** begin Recorded data **

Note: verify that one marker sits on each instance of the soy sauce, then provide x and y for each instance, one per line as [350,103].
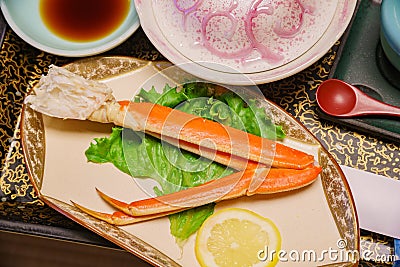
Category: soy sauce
[83,20]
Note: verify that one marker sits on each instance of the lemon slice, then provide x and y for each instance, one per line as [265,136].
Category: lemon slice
[237,237]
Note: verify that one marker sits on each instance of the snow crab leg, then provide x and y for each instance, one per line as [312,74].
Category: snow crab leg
[228,187]
[193,133]
[65,95]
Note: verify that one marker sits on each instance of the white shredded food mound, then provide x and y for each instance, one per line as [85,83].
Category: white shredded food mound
[66,95]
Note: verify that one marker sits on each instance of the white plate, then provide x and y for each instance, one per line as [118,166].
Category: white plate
[316,217]
[24,18]
[275,46]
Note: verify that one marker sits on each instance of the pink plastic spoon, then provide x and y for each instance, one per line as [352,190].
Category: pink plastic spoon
[340,99]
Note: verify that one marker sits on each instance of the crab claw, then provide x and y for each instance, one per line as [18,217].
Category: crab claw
[118,217]
[228,187]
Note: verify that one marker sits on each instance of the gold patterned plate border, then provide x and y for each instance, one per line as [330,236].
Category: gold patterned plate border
[332,183]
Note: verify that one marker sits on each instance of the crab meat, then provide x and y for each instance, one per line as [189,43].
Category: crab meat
[228,187]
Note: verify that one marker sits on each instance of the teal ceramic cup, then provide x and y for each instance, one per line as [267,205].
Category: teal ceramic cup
[390,31]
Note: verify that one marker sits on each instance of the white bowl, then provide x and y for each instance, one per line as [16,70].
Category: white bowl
[25,20]
[265,40]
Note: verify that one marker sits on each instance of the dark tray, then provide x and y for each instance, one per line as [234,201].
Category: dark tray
[363,63]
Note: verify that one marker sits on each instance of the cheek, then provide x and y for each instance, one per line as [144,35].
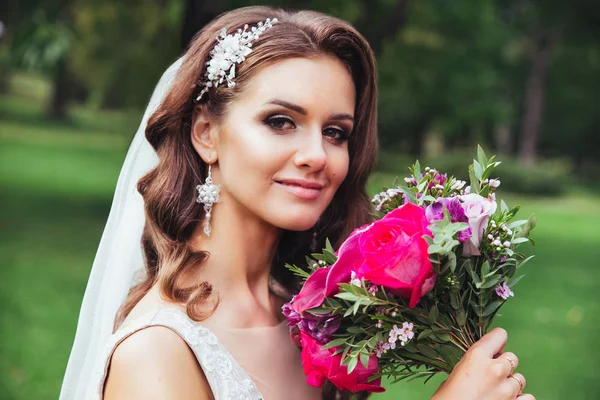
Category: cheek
[338,165]
[250,155]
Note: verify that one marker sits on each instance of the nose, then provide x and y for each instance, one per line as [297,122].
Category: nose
[311,152]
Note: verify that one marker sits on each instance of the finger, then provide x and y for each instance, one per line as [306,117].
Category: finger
[492,342]
[525,397]
[509,360]
[517,383]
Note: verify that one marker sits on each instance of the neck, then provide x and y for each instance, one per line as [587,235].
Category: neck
[241,249]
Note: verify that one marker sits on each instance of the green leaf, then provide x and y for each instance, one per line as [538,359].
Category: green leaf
[491,308]
[434,313]
[503,206]
[478,170]
[417,170]
[461,317]
[352,364]
[475,186]
[364,359]
[319,311]
[488,171]
[328,246]
[443,337]
[481,156]
[427,351]
[424,334]
[434,248]
[454,301]
[355,329]
[334,343]
[525,261]
[347,296]
[491,281]
[515,281]
[485,268]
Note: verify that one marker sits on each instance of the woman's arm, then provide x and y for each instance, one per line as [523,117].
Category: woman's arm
[485,373]
[155,363]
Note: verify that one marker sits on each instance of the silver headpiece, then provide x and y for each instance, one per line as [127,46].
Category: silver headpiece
[231,49]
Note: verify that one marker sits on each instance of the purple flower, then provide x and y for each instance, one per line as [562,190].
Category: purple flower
[435,212]
[381,348]
[504,291]
[320,327]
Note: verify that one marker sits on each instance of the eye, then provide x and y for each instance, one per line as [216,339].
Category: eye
[279,123]
[337,135]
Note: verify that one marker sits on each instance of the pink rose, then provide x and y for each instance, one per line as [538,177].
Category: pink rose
[395,253]
[324,281]
[320,364]
[478,209]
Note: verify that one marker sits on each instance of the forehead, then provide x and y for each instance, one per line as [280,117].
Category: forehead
[319,84]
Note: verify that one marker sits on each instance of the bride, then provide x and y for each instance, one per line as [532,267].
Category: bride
[256,146]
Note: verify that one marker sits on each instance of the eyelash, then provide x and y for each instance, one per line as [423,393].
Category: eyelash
[342,134]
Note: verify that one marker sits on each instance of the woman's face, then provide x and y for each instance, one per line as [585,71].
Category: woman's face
[282,147]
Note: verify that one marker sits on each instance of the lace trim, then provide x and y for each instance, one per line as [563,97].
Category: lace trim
[227,380]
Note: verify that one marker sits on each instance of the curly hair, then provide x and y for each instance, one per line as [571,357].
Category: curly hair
[171,211]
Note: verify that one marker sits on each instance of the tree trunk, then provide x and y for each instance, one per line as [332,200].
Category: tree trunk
[57,108]
[534,98]
[196,14]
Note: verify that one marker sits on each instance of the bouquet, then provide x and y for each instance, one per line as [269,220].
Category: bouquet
[407,295]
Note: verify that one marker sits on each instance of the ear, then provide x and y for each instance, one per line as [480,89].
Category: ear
[204,137]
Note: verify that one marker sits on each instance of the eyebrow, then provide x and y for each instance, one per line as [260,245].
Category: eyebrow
[301,110]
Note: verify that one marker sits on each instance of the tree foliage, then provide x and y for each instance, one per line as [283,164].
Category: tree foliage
[521,76]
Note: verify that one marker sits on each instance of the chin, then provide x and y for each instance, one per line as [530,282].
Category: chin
[296,222]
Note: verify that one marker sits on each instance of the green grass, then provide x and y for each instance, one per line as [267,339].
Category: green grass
[56,186]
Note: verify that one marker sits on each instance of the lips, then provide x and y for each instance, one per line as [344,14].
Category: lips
[307,190]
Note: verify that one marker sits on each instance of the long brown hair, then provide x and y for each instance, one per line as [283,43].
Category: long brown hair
[172,213]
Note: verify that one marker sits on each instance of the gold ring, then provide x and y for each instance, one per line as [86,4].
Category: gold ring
[521,385]
[512,364]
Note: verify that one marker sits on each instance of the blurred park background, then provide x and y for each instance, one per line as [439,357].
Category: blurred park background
[521,77]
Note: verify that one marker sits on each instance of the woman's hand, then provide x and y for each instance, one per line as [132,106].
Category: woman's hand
[485,373]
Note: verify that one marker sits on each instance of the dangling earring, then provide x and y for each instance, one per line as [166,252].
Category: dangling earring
[208,194]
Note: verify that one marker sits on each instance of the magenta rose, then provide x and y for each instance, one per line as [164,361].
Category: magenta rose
[395,253]
[320,364]
[324,281]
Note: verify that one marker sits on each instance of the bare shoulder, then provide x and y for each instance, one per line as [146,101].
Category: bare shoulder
[155,363]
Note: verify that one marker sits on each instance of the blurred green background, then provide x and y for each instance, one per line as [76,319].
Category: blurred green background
[521,77]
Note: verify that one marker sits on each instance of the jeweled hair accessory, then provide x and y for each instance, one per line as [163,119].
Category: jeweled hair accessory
[231,49]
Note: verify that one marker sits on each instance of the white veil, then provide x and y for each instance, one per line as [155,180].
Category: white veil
[118,260]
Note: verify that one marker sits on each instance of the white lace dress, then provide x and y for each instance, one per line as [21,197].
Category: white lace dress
[227,379]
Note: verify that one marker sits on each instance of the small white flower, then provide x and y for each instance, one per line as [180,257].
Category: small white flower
[458,185]
[231,49]
[354,280]
[494,183]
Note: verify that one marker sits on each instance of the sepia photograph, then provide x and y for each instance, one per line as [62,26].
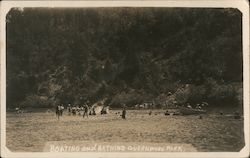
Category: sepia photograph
[124,79]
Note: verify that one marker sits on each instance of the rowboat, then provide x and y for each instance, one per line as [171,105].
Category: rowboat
[191,111]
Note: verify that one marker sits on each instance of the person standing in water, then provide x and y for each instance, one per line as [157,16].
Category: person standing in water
[86,110]
[124,113]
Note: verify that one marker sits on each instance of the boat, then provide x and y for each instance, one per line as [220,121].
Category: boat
[191,111]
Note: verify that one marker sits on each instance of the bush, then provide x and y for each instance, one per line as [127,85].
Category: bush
[37,101]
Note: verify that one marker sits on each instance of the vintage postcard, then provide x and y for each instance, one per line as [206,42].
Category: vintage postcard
[125,78]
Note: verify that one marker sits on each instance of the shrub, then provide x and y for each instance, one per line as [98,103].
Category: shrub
[37,101]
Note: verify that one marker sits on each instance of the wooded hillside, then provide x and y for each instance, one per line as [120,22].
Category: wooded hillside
[128,55]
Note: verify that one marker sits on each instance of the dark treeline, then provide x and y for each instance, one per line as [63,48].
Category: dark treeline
[128,55]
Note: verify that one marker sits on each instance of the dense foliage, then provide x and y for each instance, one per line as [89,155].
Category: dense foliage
[128,55]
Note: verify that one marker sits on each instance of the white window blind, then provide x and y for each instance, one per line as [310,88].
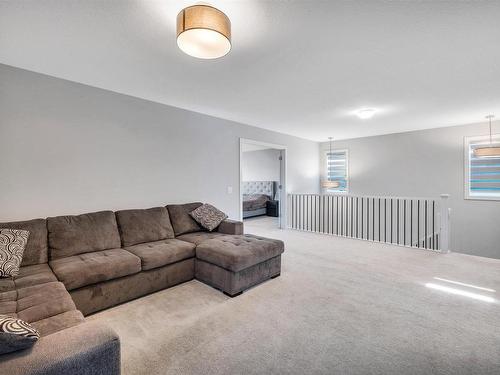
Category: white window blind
[482,174]
[336,169]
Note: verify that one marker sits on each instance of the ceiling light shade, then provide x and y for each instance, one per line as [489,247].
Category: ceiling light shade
[203,32]
[490,151]
[327,184]
[366,113]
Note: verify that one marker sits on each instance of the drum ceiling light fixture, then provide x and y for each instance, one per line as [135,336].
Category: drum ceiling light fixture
[203,32]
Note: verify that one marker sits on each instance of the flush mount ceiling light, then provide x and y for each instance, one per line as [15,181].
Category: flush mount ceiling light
[489,151]
[203,32]
[328,183]
[365,113]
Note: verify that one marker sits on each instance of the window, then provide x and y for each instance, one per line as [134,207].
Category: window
[336,170]
[482,175]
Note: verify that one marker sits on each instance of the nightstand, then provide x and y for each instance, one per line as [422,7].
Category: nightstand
[273,208]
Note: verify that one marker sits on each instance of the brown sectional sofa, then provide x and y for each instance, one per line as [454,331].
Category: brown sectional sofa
[76,265]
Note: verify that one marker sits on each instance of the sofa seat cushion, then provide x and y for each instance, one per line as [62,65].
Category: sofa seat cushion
[160,253]
[91,268]
[28,276]
[8,303]
[235,253]
[181,220]
[144,225]
[86,233]
[58,322]
[199,237]
[43,301]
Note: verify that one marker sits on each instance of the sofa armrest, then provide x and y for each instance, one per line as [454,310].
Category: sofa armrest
[86,349]
[230,227]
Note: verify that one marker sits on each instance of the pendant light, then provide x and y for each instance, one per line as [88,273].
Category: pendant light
[488,151]
[329,184]
[203,32]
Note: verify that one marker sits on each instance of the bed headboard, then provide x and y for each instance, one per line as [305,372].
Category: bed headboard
[260,187]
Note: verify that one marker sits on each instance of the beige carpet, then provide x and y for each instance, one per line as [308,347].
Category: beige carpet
[340,307]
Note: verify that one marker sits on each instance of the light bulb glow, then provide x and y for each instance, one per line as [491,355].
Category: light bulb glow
[365,113]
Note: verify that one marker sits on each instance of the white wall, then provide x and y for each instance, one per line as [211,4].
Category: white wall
[261,165]
[67,148]
[426,164]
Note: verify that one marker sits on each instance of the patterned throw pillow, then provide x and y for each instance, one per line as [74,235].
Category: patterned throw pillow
[16,334]
[208,216]
[12,244]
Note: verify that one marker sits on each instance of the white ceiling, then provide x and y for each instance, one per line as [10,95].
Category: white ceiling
[248,147]
[297,67]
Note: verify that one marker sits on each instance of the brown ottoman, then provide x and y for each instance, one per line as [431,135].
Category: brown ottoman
[235,263]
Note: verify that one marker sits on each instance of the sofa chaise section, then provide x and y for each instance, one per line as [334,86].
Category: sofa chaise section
[88,348]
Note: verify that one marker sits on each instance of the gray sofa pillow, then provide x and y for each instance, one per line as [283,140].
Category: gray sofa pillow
[73,235]
[16,334]
[181,220]
[144,225]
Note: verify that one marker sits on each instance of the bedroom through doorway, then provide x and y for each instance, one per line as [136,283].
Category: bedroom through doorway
[262,183]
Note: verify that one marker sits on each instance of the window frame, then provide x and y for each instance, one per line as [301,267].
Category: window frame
[468,140]
[325,171]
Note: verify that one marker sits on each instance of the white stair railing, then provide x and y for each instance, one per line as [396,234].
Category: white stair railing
[411,222]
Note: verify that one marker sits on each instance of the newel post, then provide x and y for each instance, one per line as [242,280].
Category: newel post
[444,223]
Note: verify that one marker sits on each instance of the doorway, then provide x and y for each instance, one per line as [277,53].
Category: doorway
[263,183]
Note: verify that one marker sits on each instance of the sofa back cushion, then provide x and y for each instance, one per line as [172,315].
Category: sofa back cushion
[36,250]
[181,220]
[144,225]
[72,235]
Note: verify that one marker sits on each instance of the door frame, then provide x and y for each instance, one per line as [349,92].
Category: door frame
[282,182]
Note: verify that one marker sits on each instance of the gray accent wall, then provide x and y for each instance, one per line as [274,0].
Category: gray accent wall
[426,163]
[68,148]
[261,165]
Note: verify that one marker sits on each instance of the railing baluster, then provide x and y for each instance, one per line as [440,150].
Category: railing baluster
[425,226]
[404,222]
[397,221]
[418,223]
[391,220]
[433,213]
[362,217]
[411,223]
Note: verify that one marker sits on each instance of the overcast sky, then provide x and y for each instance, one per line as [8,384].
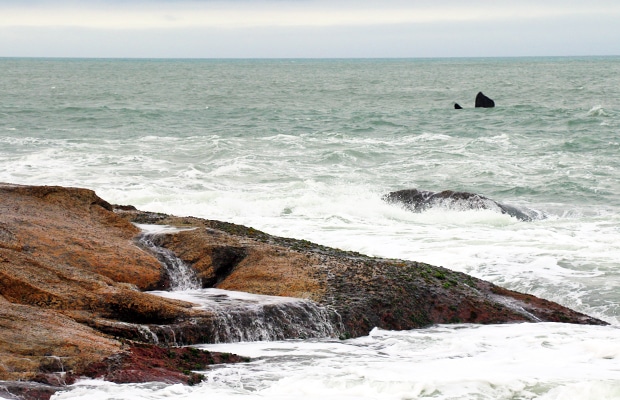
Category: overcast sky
[308,28]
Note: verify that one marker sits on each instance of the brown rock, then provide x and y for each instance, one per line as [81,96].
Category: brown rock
[72,276]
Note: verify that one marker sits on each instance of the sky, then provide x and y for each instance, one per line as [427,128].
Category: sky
[308,28]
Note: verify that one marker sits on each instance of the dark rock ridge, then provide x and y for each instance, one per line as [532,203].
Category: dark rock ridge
[73,278]
[482,101]
[421,200]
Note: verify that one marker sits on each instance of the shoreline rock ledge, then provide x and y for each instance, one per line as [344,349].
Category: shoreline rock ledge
[74,282]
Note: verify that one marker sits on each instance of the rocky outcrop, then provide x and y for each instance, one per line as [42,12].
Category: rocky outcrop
[483,101]
[73,276]
[364,291]
[421,200]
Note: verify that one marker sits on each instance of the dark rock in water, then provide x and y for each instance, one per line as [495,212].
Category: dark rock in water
[421,200]
[483,101]
[72,277]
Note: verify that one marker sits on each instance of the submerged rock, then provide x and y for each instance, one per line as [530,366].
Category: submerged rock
[421,200]
[483,101]
[72,276]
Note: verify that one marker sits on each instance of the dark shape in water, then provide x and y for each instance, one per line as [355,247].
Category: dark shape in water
[483,101]
[421,200]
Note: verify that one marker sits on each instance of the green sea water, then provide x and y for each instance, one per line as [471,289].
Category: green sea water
[307,149]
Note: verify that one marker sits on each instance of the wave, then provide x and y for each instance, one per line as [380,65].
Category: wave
[421,200]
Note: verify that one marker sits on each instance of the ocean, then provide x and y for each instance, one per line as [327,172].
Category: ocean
[308,148]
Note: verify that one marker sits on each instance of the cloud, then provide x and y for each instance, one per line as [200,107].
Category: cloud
[265,13]
[307,28]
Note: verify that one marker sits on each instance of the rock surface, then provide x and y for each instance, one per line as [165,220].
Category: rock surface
[73,278]
[421,200]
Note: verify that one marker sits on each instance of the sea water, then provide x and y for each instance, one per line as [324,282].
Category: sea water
[307,149]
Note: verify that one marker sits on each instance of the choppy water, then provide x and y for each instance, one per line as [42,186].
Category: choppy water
[306,148]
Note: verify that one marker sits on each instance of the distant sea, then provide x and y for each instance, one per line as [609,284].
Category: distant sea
[307,148]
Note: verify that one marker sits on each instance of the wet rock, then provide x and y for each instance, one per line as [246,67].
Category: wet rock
[72,276]
[421,200]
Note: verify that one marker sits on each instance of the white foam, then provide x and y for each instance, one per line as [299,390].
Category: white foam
[443,362]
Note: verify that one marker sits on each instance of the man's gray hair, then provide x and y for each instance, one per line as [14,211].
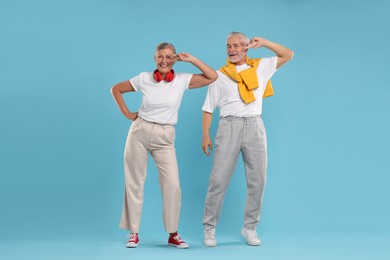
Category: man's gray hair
[244,38]
[165,45]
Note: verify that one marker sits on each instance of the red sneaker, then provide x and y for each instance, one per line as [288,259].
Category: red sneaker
[133,240]
[175,240]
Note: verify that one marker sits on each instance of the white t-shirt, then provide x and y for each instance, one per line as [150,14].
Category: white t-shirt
[160,100]
[223,92]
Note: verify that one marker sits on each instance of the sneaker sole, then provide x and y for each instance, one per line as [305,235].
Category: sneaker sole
[179,246]
[246,240]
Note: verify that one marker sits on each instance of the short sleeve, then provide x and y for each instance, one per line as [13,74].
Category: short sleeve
[267,68]
[136,82]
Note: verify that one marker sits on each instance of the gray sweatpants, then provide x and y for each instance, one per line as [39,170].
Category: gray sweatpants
[238,134]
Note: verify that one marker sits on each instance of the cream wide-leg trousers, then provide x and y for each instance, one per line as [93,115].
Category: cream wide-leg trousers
[145,137]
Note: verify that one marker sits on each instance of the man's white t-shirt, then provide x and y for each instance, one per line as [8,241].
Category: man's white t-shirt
[160,100]
[223,92]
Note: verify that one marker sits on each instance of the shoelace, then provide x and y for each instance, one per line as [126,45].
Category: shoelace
[133,237]
[210,233]
[177,238]
[253,234]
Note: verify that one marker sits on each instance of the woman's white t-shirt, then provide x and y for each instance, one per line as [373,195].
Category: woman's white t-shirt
[160,100]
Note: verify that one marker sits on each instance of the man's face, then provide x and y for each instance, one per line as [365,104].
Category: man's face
[164,60]
[235,50]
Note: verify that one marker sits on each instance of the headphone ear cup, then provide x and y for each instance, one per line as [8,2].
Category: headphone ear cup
[170,76]
[157,76]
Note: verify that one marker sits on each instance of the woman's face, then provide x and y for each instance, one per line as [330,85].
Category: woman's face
[165,59]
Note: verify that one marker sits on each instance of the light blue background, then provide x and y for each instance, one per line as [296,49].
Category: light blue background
[62,136]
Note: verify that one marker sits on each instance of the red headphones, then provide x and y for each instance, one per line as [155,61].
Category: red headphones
[168,78]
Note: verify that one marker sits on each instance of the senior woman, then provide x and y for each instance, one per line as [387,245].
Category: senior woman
[153,131]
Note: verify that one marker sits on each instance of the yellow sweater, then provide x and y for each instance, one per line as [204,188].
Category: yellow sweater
[246,79]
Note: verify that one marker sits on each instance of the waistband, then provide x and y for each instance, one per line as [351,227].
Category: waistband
[242,119]
[140,119]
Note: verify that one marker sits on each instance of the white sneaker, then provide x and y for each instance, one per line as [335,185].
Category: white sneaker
[250,237]
[209,237]
[133,240]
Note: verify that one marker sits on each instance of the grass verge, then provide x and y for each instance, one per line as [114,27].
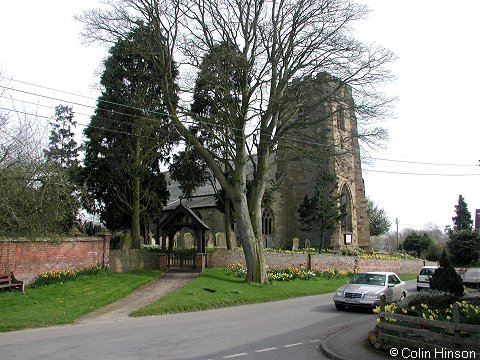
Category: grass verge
[62,303]
[217,288]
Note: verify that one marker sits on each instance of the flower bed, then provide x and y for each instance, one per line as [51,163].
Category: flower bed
[291,273]
[429,320]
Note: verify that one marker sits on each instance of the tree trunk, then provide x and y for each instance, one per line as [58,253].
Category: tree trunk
[136,199]
[227,220]
[252,247]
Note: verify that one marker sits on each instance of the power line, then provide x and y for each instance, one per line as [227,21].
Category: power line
[417,174]
[306,142]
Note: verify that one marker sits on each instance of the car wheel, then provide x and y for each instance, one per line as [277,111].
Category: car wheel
[384,299]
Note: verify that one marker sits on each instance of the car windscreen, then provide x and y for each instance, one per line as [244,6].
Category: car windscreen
[369,279]
[427,271]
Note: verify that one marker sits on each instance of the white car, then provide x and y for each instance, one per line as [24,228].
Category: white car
[366,289]
[424,277]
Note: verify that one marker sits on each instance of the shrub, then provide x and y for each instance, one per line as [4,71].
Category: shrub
[434,305]
[430,297]
[446,278]
[464,246]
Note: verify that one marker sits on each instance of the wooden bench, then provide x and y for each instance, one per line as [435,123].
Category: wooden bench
[8,281]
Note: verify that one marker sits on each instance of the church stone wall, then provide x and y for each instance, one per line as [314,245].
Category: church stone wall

** end Recorded data **

▶ [Task description]: Emit the lines from the line containing "line as [351,227]." to the final line of the material, inclusive, exactly as written; pictures are excluded.

▶ [Exercise response]:
Note: verify that one marker sits on each instance of the waistband, then provide x and y for each instance, one per line as [351,227].
Category: waistband
[242,119]
[140,119]
Note: verify that one marker sits on each instance of the white sneaker, then provide x and y for each instance, one per line as [335,185].
Category: white sneaker
[250,237]
[209,237]
[133,240]
Note: verify that one marker sits on each instance of the grass verge, then provide x and y for each instance, one per line as [114,27].
Category: grass verge
[62,303]
[217,288]
Note: verify that one marker sits on each instance of the flower bed, then provide x and y for each instance, one per line as [51,163].
Category: flower bed
[291,273]
[429,320]
Note: verify that one marker sits on each instance of the tree trunk, then provide x and y for each instance, one per line as [58,253].
Category: tree trunk
[136,199]
[227,220]
[252,247]
Note: verify that one marker sits on each instance of the power line, then provide x and y for each instance, one per line as [227,21].
Category: power line
[417,174]
[306,142]
Note: verify that one marker sits on each instance of the car wheel, then provide x and y for each instance, one per line as [277,111].
Category: car wheel
[384,299]
Note: verify that one marker sits on each instance of the car windscreen, then provide x and y for each instance, one per line as [244,6].
Category: car windscreen
[369,279]
[427,271]
Note: verify that one marker sits on each instance of the white car, then provide x and y for each instance, one per line as [24,228].
Category: white car
[366,289]
[424,277]
Note: verify that one marker sits on each instance of the shrub, then provide x and y for each instance, one per line as [4,71].
Category: shrub
[434,305]
[430,297]
[446,278]
[464,246]
Note: verify that one marker sits on each instance of the wooden bench, then provide x and y for each instance, one per line as [435,123].
Category: wooden bench
[8,281]
Note: verify that one marker sits on each instance of the church stone wall, then provide x and y for each instance, one per line as [314,245].
Category: church stone wall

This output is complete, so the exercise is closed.